**Exercise objective:** Would you copy each line of the data below that has "woman"?

**Records:**
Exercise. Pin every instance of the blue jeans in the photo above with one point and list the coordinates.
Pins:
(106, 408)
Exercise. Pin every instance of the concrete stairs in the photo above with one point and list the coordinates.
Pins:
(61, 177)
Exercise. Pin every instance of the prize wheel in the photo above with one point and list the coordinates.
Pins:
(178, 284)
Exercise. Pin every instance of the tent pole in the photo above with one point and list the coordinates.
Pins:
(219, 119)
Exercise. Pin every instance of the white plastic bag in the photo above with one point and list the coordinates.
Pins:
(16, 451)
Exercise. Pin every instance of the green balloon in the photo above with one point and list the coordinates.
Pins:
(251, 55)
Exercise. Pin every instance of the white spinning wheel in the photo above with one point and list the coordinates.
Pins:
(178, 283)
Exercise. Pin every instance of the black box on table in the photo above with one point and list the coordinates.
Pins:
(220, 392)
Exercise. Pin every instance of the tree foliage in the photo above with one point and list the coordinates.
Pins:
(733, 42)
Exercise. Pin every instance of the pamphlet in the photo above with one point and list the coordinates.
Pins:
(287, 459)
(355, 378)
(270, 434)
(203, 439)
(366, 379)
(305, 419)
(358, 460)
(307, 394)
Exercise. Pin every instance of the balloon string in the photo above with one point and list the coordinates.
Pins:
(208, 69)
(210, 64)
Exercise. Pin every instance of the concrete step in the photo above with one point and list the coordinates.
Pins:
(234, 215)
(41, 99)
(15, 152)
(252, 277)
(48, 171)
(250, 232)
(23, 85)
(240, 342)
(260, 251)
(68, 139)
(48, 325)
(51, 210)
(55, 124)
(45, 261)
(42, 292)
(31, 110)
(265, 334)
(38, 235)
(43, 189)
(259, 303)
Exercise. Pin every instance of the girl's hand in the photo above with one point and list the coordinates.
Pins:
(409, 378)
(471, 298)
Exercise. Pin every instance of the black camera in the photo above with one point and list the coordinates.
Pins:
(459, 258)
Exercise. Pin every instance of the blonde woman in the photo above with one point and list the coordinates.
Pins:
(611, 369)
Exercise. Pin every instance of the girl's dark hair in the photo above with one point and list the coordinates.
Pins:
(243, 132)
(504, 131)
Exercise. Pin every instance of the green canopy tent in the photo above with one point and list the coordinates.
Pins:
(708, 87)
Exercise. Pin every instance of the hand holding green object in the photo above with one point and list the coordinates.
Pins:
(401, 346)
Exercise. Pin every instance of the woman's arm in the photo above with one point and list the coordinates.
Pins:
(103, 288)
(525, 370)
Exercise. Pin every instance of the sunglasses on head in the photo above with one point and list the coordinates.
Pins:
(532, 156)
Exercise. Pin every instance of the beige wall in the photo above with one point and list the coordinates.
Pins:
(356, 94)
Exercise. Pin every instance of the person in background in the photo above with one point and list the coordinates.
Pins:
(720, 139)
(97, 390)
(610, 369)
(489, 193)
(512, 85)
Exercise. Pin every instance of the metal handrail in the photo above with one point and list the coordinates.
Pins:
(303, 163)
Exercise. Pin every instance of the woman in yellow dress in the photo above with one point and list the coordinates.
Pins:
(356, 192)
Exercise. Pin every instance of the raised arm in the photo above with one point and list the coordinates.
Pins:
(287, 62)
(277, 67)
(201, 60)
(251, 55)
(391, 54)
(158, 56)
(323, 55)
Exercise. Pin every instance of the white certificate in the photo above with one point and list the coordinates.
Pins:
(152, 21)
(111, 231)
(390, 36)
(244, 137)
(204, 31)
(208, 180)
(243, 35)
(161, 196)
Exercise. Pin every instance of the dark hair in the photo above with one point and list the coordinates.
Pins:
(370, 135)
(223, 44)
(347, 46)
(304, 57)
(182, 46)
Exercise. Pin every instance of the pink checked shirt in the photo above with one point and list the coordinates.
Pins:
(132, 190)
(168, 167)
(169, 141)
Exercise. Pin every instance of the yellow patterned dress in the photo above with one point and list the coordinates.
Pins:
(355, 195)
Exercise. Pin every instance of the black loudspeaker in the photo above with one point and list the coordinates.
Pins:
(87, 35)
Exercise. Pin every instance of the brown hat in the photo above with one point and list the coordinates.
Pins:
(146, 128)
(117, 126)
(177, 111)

**Exercise output:**
Exercise. Pin every instance of the blonde woman in the photo above with one point and list the coordinates.
Exercise. Pin every instance of the woman's arm in the photo above with one point and list the coordinates.
Exercise. Pin every instance of the woman in yellow dress in the photo above with one point and list the coordinates.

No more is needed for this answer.